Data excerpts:

-- Opening Marker --

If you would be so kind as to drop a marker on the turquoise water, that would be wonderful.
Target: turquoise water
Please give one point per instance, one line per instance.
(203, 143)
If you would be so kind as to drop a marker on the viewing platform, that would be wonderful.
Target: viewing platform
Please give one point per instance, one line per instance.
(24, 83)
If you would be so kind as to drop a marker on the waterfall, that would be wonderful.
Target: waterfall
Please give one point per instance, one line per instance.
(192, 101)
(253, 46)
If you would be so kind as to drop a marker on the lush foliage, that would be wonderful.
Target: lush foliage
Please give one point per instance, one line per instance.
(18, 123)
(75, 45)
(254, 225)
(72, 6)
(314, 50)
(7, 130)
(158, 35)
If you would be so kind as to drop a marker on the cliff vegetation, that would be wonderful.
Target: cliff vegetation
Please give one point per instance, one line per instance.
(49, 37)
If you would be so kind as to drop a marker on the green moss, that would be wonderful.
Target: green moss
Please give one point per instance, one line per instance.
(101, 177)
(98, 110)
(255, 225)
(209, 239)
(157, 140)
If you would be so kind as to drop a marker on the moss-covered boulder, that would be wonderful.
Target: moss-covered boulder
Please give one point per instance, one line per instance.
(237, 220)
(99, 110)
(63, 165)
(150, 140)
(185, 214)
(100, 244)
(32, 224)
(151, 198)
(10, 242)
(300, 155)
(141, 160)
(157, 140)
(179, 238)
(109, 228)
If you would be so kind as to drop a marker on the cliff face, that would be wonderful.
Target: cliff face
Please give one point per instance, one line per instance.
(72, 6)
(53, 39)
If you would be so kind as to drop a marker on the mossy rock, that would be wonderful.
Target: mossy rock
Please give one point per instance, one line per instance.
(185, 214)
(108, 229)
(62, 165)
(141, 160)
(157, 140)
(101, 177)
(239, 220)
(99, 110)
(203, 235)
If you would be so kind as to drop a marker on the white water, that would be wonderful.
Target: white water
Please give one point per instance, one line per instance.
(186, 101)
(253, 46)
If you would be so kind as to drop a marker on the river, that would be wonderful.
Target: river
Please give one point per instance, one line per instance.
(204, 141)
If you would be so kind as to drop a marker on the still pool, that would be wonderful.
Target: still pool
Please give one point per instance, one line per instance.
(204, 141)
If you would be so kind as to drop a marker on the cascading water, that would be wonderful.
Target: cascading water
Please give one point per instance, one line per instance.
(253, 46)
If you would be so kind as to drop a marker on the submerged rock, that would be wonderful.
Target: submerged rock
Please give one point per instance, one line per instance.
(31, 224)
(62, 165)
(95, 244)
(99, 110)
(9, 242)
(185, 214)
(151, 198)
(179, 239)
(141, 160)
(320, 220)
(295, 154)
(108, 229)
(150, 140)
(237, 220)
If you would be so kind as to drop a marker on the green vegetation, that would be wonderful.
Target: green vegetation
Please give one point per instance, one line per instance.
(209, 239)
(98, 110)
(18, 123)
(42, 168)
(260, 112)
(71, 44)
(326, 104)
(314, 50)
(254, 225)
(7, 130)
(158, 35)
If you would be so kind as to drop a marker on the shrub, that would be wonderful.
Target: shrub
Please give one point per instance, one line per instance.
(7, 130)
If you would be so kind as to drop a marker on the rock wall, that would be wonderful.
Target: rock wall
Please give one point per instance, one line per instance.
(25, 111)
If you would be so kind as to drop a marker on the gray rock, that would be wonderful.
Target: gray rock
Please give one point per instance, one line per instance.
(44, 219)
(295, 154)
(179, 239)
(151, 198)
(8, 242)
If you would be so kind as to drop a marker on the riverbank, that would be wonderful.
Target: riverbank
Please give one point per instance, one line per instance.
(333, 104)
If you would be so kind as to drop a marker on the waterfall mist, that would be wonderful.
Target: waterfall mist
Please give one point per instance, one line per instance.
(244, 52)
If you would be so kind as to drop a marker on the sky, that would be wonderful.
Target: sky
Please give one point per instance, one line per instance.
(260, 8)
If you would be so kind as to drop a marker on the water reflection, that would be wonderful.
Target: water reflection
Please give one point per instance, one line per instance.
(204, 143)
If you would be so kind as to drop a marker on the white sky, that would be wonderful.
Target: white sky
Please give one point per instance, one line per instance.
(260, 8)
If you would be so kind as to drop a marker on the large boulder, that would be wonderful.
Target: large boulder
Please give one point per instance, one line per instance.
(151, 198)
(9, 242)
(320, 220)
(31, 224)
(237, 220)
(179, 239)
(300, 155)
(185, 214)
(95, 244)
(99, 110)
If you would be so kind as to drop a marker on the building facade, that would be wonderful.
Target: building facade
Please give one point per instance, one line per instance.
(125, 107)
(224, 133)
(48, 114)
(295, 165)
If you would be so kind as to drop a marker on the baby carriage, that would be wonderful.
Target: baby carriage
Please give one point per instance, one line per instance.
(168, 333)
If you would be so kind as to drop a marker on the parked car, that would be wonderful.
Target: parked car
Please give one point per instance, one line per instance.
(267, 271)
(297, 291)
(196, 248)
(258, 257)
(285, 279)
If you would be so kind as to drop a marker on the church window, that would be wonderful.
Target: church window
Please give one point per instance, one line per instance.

-- Closing Marker --

● **BRIEF**
Repeat every entry exactly, leaving nothing out.

● **YOUR RESPONSE**
If you would be so kind as to drop a marker on the turquoise water, that would be wonderful.
Target: turquoise water
Please give one point per instance, one line per instance.
(203, 143)
If you would be so kind as to drop a marker on the viewing platform, that would be wonderful.
Target: viewing platform
Please give one point per instance, one line per instance.
(24, 83)
If you would be so kind as to drop a marker on the waterfall, that would be wonderful.
Target: waterfall
Please give one point per instance, one line per instance.
(192, 101)
(253, 46)
If you would be so kind as to drop a marker on the lush foliage, that would be wonderful.
Target: lush foliage
Please give one point per instance, one line per instance.
(18, 123)
(75, 45)
(254, 225)
(72, 6)
(314, 50)
(7, 130)
(158, 35)
If you would be so kind as to drop a marker on the cliff vegetation, that would be wonderful.
Target: cliff vegetation
Please give one point per instance, one line per instance.
(49, 37)
If you would be so kind as to drop a marker on the green moss, that would be wonderful.
Target: green moss
Please give one point per instance, one line per instance.
(101, 177)
(98, 110)
(255, 225)
(209, 239)
(157, 140)
If you would be so kind as to drop a marker on the moss-covered boulder, that would be wonderful.
Target: moss-covered boulder
Please give one point per instance, one line per instance.
(237, 220)
(99, 110)
(63, 165)
(150, 140)
(185, 214)
(100, 244)
(32, 224)
(151, 198)
(10, 242)
(300, 155)
(141, 160)
(157, 140)
(179, 238)
(109, 228)
If you would be so kind as to drop a marker on the cliff face, that would be wonderful.
Target: cliff face
Please give one point per instance, one line per instance.
(72, 6)
(53, 39)
If you would be so kind as to drop a marker on the mossy rock, that would be wonderful.
Target: mossy rock
Please give one point per instance, one line per instance.
(185, 214)
(108, 229)
(62, 165)
(141, 160)
(157, 140)
(101, 177)
(239, 220)
(99, 110)
(203, 235)
If you would be so kind as to drop a marker on the white water, that would be wonderful.
Target: white water
Please give one point per instance, one line per instance.
(186, 101)
(253, 46)
If you would be so kind as to drop a marker on the river, that would be wonderful.
Target: river
Please give one point per instance, one line per instance.
(204, 141)
If you would be so kind as to drop a marker on the still pool, that would be wonderful.
Target: still pool
Please give one point per instance, one line per instance.
(204, 141)
If you would be so kind as to drop a marker on the cascading water, that would be wonderful.
Target: cascading water
Please give one point per instance, one line per instance.
(253, 46)
If you would be so kind as to drop a marker on the submerged rock, that would be wonderful.
Target: submerged rock
Please give one point per instance, one line per instance.
(31, 224)
(62, 165)
(95, 244)
(99, 110)
(9, 242)
(185, 214)
(151, 198)
(179, 239)
(141, 160)
(320, 220)
(295, 154)
(108, 229)
(150, 140)
(237, 220)
If you would be so kind as to drop a marker on the green vegetation, that would be wonderful.
Target: green vegetation
Please give one point per instance, one line per instance.
(209, 239)
(98, 110)
(18, 123)
(42, 168)
(260, 112)
(71, 44)
(326, 104)
(314, 50)
(254, 225)
(7, 130)
(158, 35)
If you would be so kind as to drop a marker on the shrub, that would be wonderful.
Target: shrub
Please give one point per instance, one line per instance.
(7, 130)
If you would be so kind as to drop a marker on the rock wall, that would be wonderful.
Target: rock wall
Please give one point per instance, one line per instance.
(25, 111)
If you would be so kind as to drop a marker on the gray rock, that would be wonderful.
Target: gray rock
Please give one point per instance, one line per instance.
(44, 219)
(295, 154)
(179, 239)
(151, 198)
(8, 242)
If you would be so kind as to drop a marker on the riverbank, that would be wonderful.
Target: riverbank
Please give one point per instance, one line per instance.
(333, 104)
If you would be so kind as to drop a marker on the waterfall mist, that would be wonderful.
Target: waterfall mist
Please give one point per instance, one line per instance.
(244, 52)
If you would be so kind as to drop a marker on the sky, that would be wonderful.
Target: sky
Please give one point per instance, one line per instance.
(260, 8)
If you would be so kind as to drop a marker on the water reflection, that would be wonderful.
Target: water reflection
Please give one point per instance, one line per instance.
(204, 143)
If you would be so kind as to drop a marker on the white sky, that would be wonderful.
Target: white sky
Please give one point per instance, one line per instance.
(260, 8)
If you would be so kind as to drop a marker on the large boulder, that would be wonderful.
Target: large boulder
Please give one point per instance, one line per instance.
(151, 198)
(9, 242)
(320, 220)
(31, 224)
(237, 220)
(179, 239)
(300, 155)
(185, 214)
(95, 244)
(99, 110)
If you would be so kind as to drop a marker on the building facade, that would be wonderful.
Target: building facade
Please give one point per instance, one line per instance.
(125, 107)
(224, 133)
(48, 114)
(295, 165)
If you would be so kind as to drop a marker on the baby carriage, that would be wonderful.
Target: baby carriage
Please give one point per instance, one line per instance.
(168, 333)
If you would be so kind as to drop a marker on the parked car, that would be wonderful.
Target: parked car
Please give one point per instance, one line per instance.
(267, 271)
(297, 291)
(196, 248)
(258, 257)
(285, 279)
If you would be so kind as to drop a marker on the church window, that would be wonderful.
Target: church window
Please give one point per instance, one line per instance.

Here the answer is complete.